Brief.
Search the records below for the word "leafy" and show every line where it occurs.

:: Provided material ::

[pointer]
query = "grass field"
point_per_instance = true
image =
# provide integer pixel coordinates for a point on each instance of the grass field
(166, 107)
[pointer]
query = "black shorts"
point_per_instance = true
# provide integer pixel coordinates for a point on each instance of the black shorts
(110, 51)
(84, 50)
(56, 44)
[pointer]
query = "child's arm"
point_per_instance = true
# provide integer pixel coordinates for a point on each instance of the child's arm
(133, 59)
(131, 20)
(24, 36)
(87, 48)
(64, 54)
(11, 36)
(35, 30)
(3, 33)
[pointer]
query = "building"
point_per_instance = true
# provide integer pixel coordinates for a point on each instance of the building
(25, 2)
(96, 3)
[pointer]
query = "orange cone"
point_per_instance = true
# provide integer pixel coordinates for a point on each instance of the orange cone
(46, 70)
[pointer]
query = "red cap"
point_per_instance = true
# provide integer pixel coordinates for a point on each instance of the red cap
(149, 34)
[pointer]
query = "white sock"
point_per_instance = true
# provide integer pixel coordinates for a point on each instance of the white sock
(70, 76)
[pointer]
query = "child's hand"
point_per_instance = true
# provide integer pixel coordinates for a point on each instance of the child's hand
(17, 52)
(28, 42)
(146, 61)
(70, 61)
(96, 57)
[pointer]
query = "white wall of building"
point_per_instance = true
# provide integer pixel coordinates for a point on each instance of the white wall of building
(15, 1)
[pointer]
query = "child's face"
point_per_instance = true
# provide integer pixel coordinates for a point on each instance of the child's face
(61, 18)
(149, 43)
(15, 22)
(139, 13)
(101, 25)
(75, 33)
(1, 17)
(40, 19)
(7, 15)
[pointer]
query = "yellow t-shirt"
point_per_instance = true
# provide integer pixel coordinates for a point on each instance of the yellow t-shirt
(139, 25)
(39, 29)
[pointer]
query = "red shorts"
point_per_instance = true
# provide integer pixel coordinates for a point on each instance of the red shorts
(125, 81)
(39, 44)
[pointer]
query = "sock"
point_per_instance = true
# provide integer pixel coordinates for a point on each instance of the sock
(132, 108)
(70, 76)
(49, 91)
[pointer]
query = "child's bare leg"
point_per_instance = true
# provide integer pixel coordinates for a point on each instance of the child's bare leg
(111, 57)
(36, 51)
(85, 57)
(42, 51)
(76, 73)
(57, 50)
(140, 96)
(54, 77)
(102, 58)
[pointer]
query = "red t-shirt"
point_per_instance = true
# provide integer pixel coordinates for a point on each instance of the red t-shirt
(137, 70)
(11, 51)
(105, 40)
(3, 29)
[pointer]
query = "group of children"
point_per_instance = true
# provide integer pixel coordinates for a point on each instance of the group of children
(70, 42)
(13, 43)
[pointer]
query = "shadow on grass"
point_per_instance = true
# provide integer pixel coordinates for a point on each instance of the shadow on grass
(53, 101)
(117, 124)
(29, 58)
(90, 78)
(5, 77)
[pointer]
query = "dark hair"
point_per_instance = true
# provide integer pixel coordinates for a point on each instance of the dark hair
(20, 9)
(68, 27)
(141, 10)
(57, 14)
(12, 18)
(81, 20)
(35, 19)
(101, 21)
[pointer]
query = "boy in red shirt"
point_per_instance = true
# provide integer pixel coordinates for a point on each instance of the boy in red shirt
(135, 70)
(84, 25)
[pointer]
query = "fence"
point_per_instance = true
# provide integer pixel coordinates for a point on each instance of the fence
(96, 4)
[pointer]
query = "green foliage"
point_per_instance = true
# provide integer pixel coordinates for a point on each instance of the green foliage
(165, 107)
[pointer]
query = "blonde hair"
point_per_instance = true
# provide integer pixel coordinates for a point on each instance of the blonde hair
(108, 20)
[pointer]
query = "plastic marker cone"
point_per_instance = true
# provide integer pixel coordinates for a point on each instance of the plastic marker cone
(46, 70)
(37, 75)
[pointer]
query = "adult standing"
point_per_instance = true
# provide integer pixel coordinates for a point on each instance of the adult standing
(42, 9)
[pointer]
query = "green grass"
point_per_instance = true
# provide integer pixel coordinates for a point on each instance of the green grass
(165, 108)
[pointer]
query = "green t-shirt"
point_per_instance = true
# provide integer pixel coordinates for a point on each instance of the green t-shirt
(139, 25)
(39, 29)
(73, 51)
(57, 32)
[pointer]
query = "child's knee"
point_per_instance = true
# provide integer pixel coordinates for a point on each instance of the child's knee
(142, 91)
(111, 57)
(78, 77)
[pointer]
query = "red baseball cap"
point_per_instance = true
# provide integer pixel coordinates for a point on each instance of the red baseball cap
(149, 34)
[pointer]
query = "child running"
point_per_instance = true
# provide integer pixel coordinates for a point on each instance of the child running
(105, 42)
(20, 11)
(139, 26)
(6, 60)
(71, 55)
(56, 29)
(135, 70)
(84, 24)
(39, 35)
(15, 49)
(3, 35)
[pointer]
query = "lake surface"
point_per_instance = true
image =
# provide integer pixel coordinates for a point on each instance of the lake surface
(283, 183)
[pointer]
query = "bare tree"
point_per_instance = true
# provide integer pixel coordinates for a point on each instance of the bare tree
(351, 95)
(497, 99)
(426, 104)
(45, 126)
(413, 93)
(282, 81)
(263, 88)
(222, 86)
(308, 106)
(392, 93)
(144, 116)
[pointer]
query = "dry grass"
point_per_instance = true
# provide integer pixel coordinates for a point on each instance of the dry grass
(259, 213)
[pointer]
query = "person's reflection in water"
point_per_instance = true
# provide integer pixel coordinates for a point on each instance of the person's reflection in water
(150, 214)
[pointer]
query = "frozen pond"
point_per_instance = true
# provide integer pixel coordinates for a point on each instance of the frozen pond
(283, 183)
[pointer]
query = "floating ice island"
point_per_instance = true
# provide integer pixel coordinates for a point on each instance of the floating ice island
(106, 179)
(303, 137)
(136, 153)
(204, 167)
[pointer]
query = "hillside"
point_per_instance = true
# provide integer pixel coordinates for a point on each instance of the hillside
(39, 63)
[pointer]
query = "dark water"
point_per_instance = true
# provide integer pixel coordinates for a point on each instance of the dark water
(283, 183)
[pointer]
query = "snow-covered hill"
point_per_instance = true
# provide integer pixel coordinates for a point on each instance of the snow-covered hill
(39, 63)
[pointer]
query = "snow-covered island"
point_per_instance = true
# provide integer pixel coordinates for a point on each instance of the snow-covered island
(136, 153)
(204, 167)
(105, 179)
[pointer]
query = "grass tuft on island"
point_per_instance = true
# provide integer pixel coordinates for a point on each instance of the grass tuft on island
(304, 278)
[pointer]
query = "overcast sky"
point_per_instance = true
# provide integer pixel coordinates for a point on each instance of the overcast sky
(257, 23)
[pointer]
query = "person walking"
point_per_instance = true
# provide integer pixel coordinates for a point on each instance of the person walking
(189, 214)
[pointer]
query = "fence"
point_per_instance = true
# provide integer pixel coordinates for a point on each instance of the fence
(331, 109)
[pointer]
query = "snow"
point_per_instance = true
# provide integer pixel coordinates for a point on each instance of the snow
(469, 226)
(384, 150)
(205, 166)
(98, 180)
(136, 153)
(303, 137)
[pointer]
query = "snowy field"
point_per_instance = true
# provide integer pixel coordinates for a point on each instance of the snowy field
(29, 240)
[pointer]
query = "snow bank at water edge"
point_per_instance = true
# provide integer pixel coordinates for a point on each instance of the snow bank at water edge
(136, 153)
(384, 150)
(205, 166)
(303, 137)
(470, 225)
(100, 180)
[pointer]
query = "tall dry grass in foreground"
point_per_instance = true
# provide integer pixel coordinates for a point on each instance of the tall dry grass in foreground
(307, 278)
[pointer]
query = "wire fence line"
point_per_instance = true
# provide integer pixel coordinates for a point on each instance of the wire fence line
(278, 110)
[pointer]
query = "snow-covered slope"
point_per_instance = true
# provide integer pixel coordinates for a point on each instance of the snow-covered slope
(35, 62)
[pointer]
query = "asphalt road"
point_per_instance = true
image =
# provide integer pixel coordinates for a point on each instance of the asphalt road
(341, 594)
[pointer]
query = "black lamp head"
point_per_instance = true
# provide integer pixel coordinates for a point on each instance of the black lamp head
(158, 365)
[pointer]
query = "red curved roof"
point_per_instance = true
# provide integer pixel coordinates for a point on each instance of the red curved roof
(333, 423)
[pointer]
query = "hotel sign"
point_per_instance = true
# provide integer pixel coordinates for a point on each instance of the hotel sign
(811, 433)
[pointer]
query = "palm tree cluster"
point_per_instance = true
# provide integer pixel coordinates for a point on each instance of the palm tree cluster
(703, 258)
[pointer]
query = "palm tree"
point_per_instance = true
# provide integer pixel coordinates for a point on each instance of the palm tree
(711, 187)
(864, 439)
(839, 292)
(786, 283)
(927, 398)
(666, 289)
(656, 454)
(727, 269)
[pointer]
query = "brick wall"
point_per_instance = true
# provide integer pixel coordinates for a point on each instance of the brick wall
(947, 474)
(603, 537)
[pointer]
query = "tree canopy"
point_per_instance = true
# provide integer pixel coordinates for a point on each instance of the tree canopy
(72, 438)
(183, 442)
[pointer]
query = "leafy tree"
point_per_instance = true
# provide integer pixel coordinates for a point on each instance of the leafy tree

:::

Task output.
query = "leafy tree"
# provide integer pixel coordinates for a point on each instance of the leafy tree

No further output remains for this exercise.